## Labeled contour entries:
· · ·

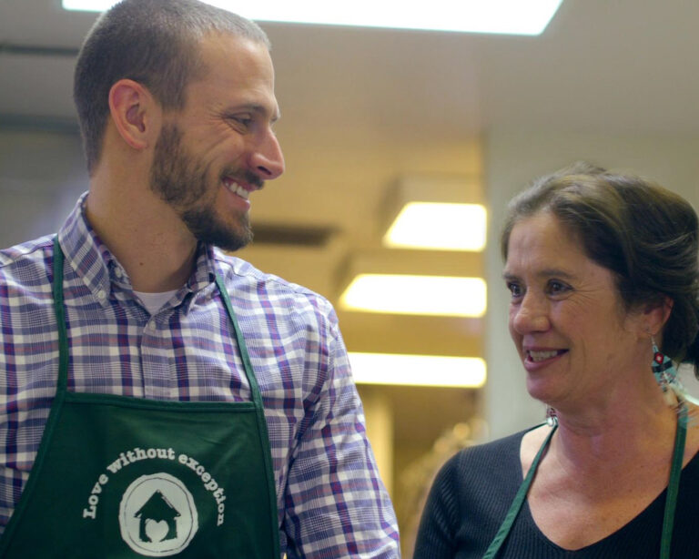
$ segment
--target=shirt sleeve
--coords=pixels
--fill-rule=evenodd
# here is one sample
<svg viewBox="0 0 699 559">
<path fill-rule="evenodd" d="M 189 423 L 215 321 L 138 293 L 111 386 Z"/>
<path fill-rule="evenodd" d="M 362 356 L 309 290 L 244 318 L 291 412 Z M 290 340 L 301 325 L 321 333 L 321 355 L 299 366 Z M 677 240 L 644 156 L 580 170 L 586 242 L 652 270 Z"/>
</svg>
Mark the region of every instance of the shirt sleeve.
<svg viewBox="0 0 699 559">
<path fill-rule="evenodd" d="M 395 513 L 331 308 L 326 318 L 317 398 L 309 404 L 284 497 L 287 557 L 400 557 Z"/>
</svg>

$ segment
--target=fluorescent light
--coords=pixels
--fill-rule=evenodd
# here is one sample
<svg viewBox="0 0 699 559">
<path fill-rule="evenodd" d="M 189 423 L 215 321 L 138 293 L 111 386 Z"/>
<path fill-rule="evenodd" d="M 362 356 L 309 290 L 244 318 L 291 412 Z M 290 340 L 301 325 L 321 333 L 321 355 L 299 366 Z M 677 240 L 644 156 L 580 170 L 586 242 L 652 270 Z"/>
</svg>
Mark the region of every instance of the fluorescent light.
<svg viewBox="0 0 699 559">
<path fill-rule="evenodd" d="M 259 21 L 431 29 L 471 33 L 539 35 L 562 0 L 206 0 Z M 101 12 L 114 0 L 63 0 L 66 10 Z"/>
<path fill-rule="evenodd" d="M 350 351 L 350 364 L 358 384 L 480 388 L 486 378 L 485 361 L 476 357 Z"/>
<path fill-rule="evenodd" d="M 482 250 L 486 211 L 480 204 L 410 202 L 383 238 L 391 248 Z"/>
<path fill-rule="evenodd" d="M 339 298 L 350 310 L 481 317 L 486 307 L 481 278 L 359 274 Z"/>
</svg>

· · ·

## REQUEST:
Repeat all the records above exactly, leaving out any pictures.

## EXERCISE SOLUTION:
$ segment
--target=shirt sleeve
--coords=pixels
--fill-rule=evenodd
# here is one sample
<svg viewBox="0 0 699 559">
<path fill-rule="evenodd" d="M 189 423 L 215 321 L 138 293 L 111 386 Z"/>
<path fill-rule="evenodd" d="M 362 356 L 309 290 L 244 318 L 291 412 Z M 290 340 L 301 325 L 321 333 L 321 355 L 299 366 Z M 677 240 L 644 156 L 580 170 L 586 242 L 652 270 Z"/>
</svg>
Mark the region of every instance of the shirt sleeve.
<svg viewBox="0 0 699 559">
<path fill-rule="evenodd" d="M 395 513 L 331 308 L 326 318 L 317 398 L 309 404 L 284 497 L 287 557 L 400 557 Z"/>
</svg>

$ segment
--target=fluorescent light
--coords=pixels
--fill-rule=evenodd
# here is one sample
<svg viewBox="0 0 699 559">
<path fill-rule="evenodd" d="M 189 423 L 215 321 L 138 293 L 111 386 Z"/>
<path fill-rule="evenodd" d="M 362 356 L 309 290 L 244 318 L 291 412 Z M 290 340 L 301 325 L 321 333 L 321 355 L 299 366 Z M 677 240 L 644 156 L 580 170 L 586 242 L 652 270 Z"/>
</svg>
Mark the region of every instance of the fluorescent light.
<svg viewBox="0 0 699 559">
<path fill-rule="evenodd" d="M 259 21 L 431 29 L 471 33 L 539 35 L 562 0 L 206 0 Z M 101 12 L 114 0 L 63 0 L 66 10 Z"/>
<path fill-rule="evenodd" d="M 350 351 L 350 364 L 358 384 L 480 388 L 486 378 L 485 361 L 476 357 Z"/>
<path fill-rule="evenodd" d="M 482 250 L 486 211 L 480 204 L 410 202 L 383 238 L 391 248 Z"/>
<path fill-rule="evenodd" d="M 339 298 L 350 310 L 481 317 L 486 307 L 481 278 L 359 274 Z"/>
</svg>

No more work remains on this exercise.